(Raw records)
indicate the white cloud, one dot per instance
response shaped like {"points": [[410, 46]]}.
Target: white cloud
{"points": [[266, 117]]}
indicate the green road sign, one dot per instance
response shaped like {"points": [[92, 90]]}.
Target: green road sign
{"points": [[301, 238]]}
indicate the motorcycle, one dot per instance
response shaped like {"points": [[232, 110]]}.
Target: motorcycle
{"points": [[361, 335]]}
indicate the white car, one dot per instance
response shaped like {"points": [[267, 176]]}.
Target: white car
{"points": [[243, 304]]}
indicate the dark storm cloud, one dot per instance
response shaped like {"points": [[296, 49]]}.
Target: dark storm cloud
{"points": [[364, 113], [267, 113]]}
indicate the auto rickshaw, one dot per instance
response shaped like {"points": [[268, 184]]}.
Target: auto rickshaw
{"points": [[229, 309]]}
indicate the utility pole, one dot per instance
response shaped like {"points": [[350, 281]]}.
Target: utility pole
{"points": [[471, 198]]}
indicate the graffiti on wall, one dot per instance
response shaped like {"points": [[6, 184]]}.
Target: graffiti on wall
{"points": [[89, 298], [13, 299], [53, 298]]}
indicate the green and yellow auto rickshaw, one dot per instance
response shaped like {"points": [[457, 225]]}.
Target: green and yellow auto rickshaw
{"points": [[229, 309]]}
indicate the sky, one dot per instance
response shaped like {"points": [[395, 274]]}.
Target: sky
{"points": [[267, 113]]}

Problem details:
Write out every line of the material again, exactly as it reads.

Result below:
indicate the white cloud, one dot per instance
response shaped like {"points": [[410, 46]]}.
Target: white cloud
{"points": [[266, 117]]}
indicate the green road sign, one dot per instance
response shaped like {"points": [[92, 90]]}.
Target: green road sign
{"points": [[301, 238]]}
indicate the motorcycle, one dot per instance
response shaped like {"points": [[232, 110]]}.
Target: motorcycle
{"points": [[361, 335]]}
indicate the white car, one dot per instance
response shaped like {"points": [[267, 176]]}.
Target: white car
{"points": [[243, 304]]}
indicate the dark storm cloud, one dot per instance
response shaped like {"points": [[296, 49]]}.
Target: dark storm cloud
{"points": [[364, 113], [267, 113]]}
indicate the auto rickshaw, one dot per instance
response shaped like {"points": [[268, 184]]}.
Target: auto rickshaw
{"points": [[229, 309]]}
indicate the utility pole, one dot per instance
response shaped like {"points": [[350, 281]]}.
Target: utility pole
{"points": [[471, 198]]}
indicate the graffiti on wall, one dot per instance
response shaped like {"points": [[6, 184]]}.
Target: graffiti on wall
{"points": [[89, 298], [13, 299], [53, 298]]}
indicate the green and yellow auto rickshaw, one dot per instance
response shaped like {"points": [[457, 225]]}.
Target: green and yellow auto rickshaw
{"points": [[229, 309]]}
indicate the sky, one dot per instance
response shaped like {"points": [[395, 274]]}.
Target: sky
{"points": [[267, 113]]}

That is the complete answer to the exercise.